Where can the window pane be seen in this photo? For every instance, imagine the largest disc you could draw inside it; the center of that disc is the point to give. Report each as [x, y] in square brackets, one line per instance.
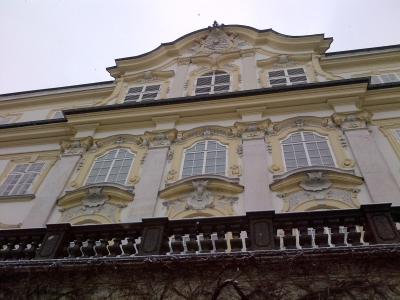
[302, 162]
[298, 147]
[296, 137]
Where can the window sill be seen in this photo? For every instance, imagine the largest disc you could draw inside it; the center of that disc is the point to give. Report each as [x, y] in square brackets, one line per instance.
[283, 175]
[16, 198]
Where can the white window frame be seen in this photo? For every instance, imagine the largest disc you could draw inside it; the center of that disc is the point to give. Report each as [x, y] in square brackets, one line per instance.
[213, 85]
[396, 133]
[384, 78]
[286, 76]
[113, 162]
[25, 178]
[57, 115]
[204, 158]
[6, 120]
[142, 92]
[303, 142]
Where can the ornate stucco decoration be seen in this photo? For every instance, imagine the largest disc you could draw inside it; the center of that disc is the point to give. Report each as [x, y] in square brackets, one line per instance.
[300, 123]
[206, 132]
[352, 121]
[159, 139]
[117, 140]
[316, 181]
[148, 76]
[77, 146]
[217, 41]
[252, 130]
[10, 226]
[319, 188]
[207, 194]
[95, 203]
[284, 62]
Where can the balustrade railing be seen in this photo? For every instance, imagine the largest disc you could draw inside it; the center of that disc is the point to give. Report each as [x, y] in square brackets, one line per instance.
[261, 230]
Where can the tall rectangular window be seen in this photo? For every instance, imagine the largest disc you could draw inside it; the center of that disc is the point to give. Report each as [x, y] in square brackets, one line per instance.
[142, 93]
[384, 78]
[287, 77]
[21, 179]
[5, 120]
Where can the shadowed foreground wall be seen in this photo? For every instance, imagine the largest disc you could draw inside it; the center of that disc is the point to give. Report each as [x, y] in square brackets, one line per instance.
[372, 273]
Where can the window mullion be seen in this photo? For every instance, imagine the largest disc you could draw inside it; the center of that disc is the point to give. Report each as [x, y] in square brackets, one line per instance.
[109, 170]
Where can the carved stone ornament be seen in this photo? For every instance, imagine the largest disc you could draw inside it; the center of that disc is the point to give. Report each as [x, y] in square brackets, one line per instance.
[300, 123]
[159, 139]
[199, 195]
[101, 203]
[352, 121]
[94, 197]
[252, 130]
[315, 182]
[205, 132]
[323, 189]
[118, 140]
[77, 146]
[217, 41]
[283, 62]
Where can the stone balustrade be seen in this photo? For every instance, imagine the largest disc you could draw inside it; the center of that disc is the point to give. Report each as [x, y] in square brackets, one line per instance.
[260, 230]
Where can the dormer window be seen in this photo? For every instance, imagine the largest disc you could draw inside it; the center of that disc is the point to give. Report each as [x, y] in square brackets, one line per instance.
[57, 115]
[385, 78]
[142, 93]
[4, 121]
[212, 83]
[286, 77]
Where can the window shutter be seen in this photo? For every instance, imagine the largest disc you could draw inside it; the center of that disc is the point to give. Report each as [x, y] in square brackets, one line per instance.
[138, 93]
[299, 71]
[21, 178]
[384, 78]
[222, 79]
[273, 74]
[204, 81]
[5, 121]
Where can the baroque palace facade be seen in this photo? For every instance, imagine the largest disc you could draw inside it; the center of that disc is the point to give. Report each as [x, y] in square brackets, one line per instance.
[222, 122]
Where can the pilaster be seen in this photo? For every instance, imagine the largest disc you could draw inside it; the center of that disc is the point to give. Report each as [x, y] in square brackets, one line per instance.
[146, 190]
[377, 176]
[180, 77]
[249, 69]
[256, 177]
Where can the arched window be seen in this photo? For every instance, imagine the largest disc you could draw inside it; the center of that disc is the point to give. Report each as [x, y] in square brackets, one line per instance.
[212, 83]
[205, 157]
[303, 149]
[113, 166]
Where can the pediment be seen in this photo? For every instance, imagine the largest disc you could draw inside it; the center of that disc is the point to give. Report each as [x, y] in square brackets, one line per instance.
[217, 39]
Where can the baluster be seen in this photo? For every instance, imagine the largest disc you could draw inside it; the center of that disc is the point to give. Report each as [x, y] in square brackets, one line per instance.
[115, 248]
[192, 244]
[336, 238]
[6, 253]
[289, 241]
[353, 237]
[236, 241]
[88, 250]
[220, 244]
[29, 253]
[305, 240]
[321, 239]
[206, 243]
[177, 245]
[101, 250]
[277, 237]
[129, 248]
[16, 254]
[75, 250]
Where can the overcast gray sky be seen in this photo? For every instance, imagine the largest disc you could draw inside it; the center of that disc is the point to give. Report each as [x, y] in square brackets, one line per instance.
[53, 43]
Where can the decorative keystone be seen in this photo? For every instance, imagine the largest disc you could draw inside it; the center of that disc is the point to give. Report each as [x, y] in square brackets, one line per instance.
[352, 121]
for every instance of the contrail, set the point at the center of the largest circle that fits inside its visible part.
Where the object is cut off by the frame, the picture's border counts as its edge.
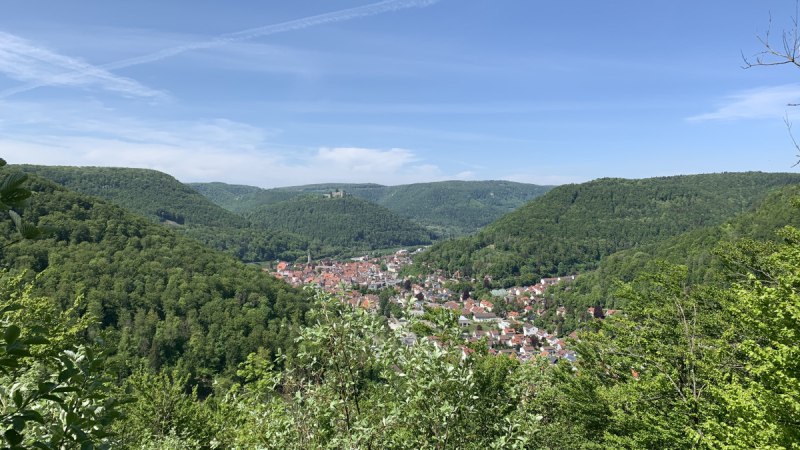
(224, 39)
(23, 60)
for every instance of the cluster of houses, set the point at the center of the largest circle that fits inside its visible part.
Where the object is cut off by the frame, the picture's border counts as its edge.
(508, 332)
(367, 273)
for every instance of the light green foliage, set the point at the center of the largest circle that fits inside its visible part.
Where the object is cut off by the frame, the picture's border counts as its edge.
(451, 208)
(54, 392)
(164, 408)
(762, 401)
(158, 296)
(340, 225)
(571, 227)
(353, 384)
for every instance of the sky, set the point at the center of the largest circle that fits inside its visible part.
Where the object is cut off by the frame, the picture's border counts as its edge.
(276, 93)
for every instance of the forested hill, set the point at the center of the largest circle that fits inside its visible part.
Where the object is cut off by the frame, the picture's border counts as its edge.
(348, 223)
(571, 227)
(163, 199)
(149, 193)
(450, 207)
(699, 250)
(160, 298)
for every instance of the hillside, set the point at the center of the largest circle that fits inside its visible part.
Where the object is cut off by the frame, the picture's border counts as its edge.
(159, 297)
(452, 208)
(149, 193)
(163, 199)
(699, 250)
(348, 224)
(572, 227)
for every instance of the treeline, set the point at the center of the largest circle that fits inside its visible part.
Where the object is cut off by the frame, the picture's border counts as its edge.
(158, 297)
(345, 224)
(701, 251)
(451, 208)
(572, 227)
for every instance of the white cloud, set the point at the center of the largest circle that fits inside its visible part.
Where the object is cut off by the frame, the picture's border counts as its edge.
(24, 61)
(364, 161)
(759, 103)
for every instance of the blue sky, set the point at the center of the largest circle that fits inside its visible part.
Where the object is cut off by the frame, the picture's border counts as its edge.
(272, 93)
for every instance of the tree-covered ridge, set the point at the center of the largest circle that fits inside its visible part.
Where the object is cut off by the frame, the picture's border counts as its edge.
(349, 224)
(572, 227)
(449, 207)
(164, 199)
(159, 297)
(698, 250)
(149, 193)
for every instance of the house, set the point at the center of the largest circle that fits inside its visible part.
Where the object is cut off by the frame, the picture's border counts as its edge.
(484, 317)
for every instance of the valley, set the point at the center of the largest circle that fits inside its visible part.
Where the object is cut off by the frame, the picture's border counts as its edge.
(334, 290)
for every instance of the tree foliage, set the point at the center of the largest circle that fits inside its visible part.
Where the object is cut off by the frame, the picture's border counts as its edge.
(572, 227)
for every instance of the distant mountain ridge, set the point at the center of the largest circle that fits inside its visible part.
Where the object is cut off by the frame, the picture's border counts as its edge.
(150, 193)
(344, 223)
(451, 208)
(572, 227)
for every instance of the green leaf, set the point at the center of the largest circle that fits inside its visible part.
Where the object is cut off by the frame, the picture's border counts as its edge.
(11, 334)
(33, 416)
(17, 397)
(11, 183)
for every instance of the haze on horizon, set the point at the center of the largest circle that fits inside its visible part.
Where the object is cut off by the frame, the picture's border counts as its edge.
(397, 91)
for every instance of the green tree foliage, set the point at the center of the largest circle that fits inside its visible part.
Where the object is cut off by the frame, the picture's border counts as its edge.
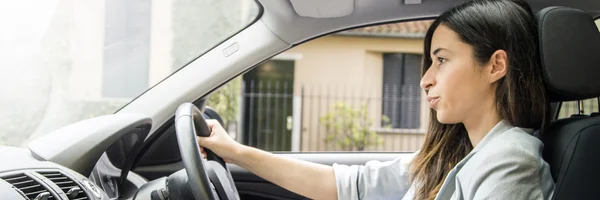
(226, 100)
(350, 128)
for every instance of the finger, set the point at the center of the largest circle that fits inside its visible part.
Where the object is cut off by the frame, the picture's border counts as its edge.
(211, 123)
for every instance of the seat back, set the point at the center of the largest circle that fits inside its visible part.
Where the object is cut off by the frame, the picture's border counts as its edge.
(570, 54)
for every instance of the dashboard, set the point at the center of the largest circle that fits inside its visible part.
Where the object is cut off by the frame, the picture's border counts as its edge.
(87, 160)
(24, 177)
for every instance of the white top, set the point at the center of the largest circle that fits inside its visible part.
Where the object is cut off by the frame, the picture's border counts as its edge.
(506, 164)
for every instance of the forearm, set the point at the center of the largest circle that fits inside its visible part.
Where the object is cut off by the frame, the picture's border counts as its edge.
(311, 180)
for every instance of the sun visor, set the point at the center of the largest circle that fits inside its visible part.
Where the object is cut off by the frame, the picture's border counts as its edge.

Work request:
Copy each line above holding "ridge".

Answer space:
for every instance of the tree-covered ridge, set the point at the center of the largest circle that fits inside its visible part.
for every instance of the distant mountain ridge, set the point at the center of the largest circle that fits inside its visible part.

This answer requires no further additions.